* **Records supplied**:
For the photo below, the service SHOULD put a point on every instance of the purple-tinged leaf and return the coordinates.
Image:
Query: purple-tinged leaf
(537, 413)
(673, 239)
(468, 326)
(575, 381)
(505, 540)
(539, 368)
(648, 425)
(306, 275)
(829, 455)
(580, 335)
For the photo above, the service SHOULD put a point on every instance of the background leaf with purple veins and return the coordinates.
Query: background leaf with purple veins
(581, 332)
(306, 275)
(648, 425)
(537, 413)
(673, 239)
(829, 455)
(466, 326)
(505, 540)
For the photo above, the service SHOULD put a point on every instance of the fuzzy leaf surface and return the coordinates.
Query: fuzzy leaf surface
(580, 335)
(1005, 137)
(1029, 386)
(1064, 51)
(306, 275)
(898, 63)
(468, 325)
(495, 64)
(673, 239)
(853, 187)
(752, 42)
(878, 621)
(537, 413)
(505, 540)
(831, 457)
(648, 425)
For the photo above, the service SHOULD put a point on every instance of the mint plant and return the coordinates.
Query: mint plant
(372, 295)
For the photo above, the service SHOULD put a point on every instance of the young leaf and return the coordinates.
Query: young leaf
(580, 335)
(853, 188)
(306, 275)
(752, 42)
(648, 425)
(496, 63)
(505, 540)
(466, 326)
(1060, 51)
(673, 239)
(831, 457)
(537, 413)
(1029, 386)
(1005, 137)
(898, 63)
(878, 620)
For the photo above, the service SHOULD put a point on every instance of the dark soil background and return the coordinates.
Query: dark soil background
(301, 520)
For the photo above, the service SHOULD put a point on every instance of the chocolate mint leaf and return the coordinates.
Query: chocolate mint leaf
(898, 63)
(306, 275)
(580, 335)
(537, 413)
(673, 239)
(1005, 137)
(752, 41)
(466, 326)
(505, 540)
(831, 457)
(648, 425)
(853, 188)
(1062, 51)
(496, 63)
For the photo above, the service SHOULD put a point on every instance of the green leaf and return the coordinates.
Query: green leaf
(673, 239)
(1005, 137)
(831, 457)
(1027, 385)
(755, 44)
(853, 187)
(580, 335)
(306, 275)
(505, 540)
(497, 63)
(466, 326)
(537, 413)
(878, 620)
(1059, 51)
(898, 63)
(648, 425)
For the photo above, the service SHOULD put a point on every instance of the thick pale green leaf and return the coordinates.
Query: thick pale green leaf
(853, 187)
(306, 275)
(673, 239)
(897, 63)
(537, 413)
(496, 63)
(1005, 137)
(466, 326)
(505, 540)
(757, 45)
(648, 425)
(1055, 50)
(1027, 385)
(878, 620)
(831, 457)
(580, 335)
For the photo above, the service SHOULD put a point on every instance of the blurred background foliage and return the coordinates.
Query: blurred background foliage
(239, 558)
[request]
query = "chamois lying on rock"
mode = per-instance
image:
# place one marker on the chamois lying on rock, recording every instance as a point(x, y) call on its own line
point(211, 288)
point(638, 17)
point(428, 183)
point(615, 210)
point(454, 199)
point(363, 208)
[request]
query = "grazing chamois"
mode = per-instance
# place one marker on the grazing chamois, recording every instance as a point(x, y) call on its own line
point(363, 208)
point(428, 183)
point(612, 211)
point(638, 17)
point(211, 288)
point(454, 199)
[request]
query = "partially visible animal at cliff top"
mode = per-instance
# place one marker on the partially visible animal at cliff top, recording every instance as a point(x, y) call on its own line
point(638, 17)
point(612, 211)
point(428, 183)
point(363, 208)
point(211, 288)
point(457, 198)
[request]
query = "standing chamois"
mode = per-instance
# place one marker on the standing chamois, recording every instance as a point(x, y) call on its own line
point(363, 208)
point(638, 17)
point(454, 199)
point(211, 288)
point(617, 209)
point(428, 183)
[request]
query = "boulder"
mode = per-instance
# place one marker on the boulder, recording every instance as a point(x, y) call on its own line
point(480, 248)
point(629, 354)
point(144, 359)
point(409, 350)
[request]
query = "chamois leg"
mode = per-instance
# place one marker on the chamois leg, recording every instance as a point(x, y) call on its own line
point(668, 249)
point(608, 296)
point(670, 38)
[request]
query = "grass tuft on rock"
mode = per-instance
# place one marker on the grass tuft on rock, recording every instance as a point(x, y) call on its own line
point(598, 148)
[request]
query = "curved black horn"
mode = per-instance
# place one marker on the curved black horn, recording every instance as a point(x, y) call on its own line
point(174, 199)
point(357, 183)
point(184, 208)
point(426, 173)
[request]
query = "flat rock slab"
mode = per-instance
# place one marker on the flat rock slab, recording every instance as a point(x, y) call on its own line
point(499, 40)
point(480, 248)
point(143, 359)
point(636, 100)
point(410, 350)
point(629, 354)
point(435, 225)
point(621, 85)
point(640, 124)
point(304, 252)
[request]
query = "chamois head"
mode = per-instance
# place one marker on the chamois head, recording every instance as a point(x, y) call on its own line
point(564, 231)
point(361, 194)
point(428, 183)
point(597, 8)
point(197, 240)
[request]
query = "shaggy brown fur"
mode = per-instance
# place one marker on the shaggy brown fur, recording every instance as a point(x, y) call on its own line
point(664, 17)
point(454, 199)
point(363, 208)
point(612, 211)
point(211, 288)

* **What is needed**:
Copy the lines of the listing exactly. Skip none.

* **Answer box**:
For the photo below, the service SHOULD put a point on every instance of the purple-tinged leaf and return the coordinates.
Image:
Query: purple-tinged leaf
(537, 413)
(673, 239)
(468, 326)
(575, 381)
(505, 540)
(539, 368)
(648, 425)
(306, 275)
(829, 455)
(580, 335)
For the photo above, the service SHOULD put a point on every instance of the background leaf with purple veins and return the coordinates.
Query: background leaf with purple veins
(581, 332)
(306, 275)
(648, 425)
(537, 413)
(673, 239)
(829, 455)
(466, 326)
(505, 540)
For the photo above, the service SHOULD put a point on every instance of the fuzzy leaf surface and return the coordinates.
Query: fuzzy leaf surface
(580, 335)
(1005, 137)
(1029, 386)
(1064, 51)
(306, 275)
(898, 63)
(468, 325)
(495, 64)
(673, 239)
(853, 187)
(752, 42)
(878, 621)
(537, 413)
(505, 540)
(831, 457)
(648, 425)
For the photo above, the service SHOULD put a point on every instance of the mint plant and return the coordinates.
Query: mint plant
(372, 295)
For the photo above, the service SHOULD put a point on every instance of the young leaf and return the coordinates.
Query: young leaf
(580, 335)
(853, 188)
(306, 275)
(752, 42)
(648, 425)
(496, 63)
(505, 540)
(466, 326)
(1060, 51)
(673, 239)
(831, 457)
(537, 413)
(1029, 386)
(1005, 137)
(898, 63)
(878, 620)
For the photo above, the service SHOULD put a point on every instance of the dark soil background and return the coordinates.
Query: dark soil background
(301, 520)
For the photo above, the service SHOULD put a point on every instance of the chocolate mint leaf and return the coordinates.
Query: chocolate mint leaf
(898, 63)
(306, 275)
(580, 335)
(537, 413)
(673, 239)
(1005, 137)
(752, 41)
(466, 326)
(505, 540)
(831, 457)
(648, 425)
(853, 188)
(1062, 51)
(496, 63)
For the photo above, the service SHOULD put a point on every instance of the green leaf and return the coordinates.
Query: green leaf
(673, 239)
(1005, 137)
(831, 457)
(1027, 385)
(755, 44)
(853, 187)
(580, 335)
(306, 275)
(505, 540)
(497, 63)
(466, 326)
(537, 413)
(878, 620)
(1059, 51)
(898, 63)
(648, 425)
For the photo above, the service SHOULD put a point on every instance of the thick pale green leaf and return the coordinates.
Query: thick pale green leaf
(853, 187)
(306, 275)
(673, 239)
(897, 63)
(537, 413)
(496, 63)
(1005, 137)
(466, 326)
(505, 540)
(757, 45)
(648, 425)
(1055, 50)
(1027, 385)
(878, 620)
(831, 457)
(580, 335)
For the photo above, the service SHOULD put a point on every instance of the blurred background foliage and return the coordinates.
Query: blurred background foliage
(239, 558)
[request]
query = "chamois lying on rock"
mode = per-instance
image:
# place one marker on the chamois lying on rock, recording every instance as a point(x, y) call on its own line
point(211, 288)
point(638, 17)
point(428, 183)
point(615, 210)
point(454, 199)
point(363, 208)
[request]
query = "grazing chamois"
mode = per-instance
# place one marker on the grazing chamois, recording every instance as a point(x, y) call on its own line
point(363, 208)
point(428, 183)
point(612, 211)
point(638, 17)
point(211, 288)
point(454, 199)
[request]
query = "partially visible animal at cliff top"
mode = per-instance
# place one marker on the partially visible animal at cliff top, recording every instance as a point(x, y) call on its own line
point(638, 17)
point(612, 211)
point(428, 183)
point(363, 208)
point(211, 288)
point(457, 198)
[request]
query = "standing chamois"
mode = per-instance
# place one marker on the standing chamois, recording every instance as a point(x, y) call on its own line
point(363, 208)
point(638, 17)
point(454, 199)
point(211, 288)
point(617, 209)
point(428, 183)
[request]
query = "boulder"
mode = per-instance
# place one marker on the boulder, recording every instance as a point(x, y) call on its own line
point(480, 248)
point(629, 354)
point(144, 359)
point(409, 350)
[request]
query = "chamois leg"
mode = per-instance
# place one marker on the chamois leg, recording every instance as a point(x, y) call on its own line
point(668, 249)
point(608, 296)
point(670, 38)
[request]
query = "grass tuft on rock"
mode = per-instance
# place one marker on the grass tuft on rock, recording every instance as a point(x, y) call on its own line
point(598, 148)
[request]
query = "curved black horn"
mode = per-instance
# place one marker on the curved black horn, recording every instance as a point(x, y) call on its own line
point(174, 199)
point(357, 183)
point(184, 208)
point(426, 173)
[request]
query = "flat rock slab"
mode = per-instance
# place one marker on the flat rock slab, recording every instance as a point(x, y) call on its own line
point(499, 40)
point(480, 248)
point(143, 359)
point(636, 100)
point(410, 350)
point(629, 354)
point(435, 225)
point(621, 85)
point(640, 124)
point(304, 252)
[request]
query = "chamois head"
mode = per-instance
# place one marker on the chamois head, recording every instance as a point(x, y) call on its own line
point(564, 231)
point(361, 194)
point(428, 183)
point(597, 8)
point(197, 240)
[request]
query = "shaggy brown fur"
mode = per-instance
# place one marker on the shaggy brown fur, recording every instance as a point(x, y) call on its own line
point(664, 17)
point(454, 199)
point(363, 208)
point(612, 211)
point(211, 288)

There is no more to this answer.